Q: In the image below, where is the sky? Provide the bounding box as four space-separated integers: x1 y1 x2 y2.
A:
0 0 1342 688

================================

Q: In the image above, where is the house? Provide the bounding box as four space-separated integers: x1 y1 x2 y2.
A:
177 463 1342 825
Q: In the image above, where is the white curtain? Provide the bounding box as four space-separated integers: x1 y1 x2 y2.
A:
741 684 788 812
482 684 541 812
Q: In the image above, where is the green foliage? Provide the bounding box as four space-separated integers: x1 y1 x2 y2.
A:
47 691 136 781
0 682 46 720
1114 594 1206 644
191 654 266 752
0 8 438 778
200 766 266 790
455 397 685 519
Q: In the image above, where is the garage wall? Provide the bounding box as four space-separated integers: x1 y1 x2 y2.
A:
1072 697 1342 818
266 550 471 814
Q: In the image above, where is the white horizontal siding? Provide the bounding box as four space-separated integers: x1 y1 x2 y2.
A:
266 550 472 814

================================

Copy out the records word for word, from the line containing "Q: In the image below, where" up to and including the line containing "0 0 1342 688".

Q: In the image below, where is the sky? Provide the bounding box as four space-separated integers: x1 y1 x2 y2.
A:
0 0 1342 688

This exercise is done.